The acknowledged king of the Mexican rainforest community is the mahogany, which local people, who call it the caoba, often point to with pride. The label refers to a number of similar trees of the genus Swietenia, which grow throughout the Mexican and Central American rainforests. Although the original mahogany (Swietenia mahogany) does not grow in Mexico, some of its cousins, such as Swietenia macrophylla, do. Oaxacans prize it for its handsome reddish wood, much valued for furniture. You can identify it by its half-foot-long slender leaves and four-inch woody fruits, curved like a vulture’s head, thus the tongue-twisting indigenous label zopilo zontecomacuahuitl (buzzard-head tree).
If, along the roadside, you spot a tall tree with diagonal slashes on its bark (for gathering sap), it’s most likely either a rubber tree or the chewing-gum tree, the chicle, locally known as the chicozapote. Chewing gum, made from the chicle’s sap (notice the Chiclets in every store), spread all over the world during the early 20th century and continues to gum up sidewalks and schoolroom desks from San Francisco to Samarkand. Additionally, chicle trees, known to botanists as Acrasuzapote, yield hard, very durable wood and, from small pinkish-white flowers, luscious round cream-colored fruits.
Of both commercial and decorative importance is the rubber tree (Castilla elastica), the source of so-called Panama rubber, once made (before synthetics) for raincoats, tennis balls, and tires. Indigenous Mexicans, who still call it the hule (OO-lay), have used it for millennia for making the ball for the ceremonial game of tlatchtli. Besides the diagonal grooves (which guide the milky sap into cups) on the trunk, you can identify the rubber tree by its foot-long elliptical leathery dark-green leaves, shiny on the top side and hairy underneath.
Among Oaxaca’s most useful rainforest natives is the chocolate tree (Theobromo cacao), the “food of the gods” of the pre-conquest kings of Mexico. Before the conquest, cacao seeds served as currency. Although these days most people don’t like to think of such things, historical records indicate that a healthy slave usually traded for about 100 beans; a small animal for perhaps about five. Most likely you’ll identify the cacao, growing as a smallish tree beneath the forest canopy, by spotting its 10-inch (25-cm) pods, which sprout right from the trunk. Workers break open the ripe leathery yellow pods to harvest the trove of beans inside.
Arid Tropical Scrub
Although it looks a lot like a desert, Oaxaca’s arid tropical scrub vegetation zone, along its northwest border with the states of Guerrero and Puebla, averages at least as much rainfall as San Francisco, California. In Oaxaca, however, the rain comes within a few summer months, often in cloudburst deluges that quickly drain away, leaving the people, animals, and plants to cope with six months of winter–spring drought.

* _Data records_
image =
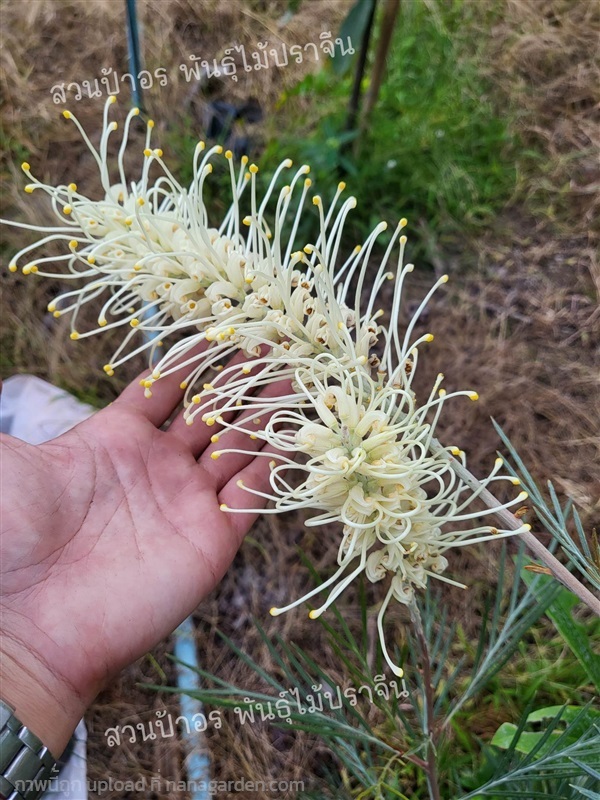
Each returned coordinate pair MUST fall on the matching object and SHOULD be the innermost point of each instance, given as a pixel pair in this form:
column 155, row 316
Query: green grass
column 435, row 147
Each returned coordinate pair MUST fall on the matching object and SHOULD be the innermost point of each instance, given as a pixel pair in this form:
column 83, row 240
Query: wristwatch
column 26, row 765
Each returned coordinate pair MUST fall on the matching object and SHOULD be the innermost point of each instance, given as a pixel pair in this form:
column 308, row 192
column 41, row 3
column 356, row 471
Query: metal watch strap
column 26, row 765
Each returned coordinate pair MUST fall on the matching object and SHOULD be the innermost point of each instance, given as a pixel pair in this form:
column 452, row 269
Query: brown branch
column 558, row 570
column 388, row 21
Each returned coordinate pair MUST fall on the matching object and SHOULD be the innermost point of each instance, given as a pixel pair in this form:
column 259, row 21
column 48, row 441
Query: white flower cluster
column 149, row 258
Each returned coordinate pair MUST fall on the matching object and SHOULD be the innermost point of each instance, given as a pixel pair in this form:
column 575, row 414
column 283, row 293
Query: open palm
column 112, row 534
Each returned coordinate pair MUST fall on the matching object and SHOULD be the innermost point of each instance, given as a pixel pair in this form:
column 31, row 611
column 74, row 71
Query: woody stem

* _Stated task_
Print the Oaxaca trees passage verbatim, starting with "Among Oaxaca’s most" and going on through "of beans inside.". None of the material is used here.

* _Exercise response_
Among Oaxaca’s most useful rainforest natives is the chocolate tree (Theobromo cacao), the “food of the gods” of the pre-conquest kings of Mexico. Before the conquest, cacao seeds served as currency. Although these days most people don’t like to think of such things, historical records indicate that a healthy slave usually traded for about 100 beans; a small animal for perhaps about five. Most likely you’ll identify the cacao, growing as a smallish tree beneath the forest canopy, by spotting its 10-inch (25-cm) pods, which sprout right from the trunk. Workers break open the ripe leathery yellow pods to harvest the trove of beans inside.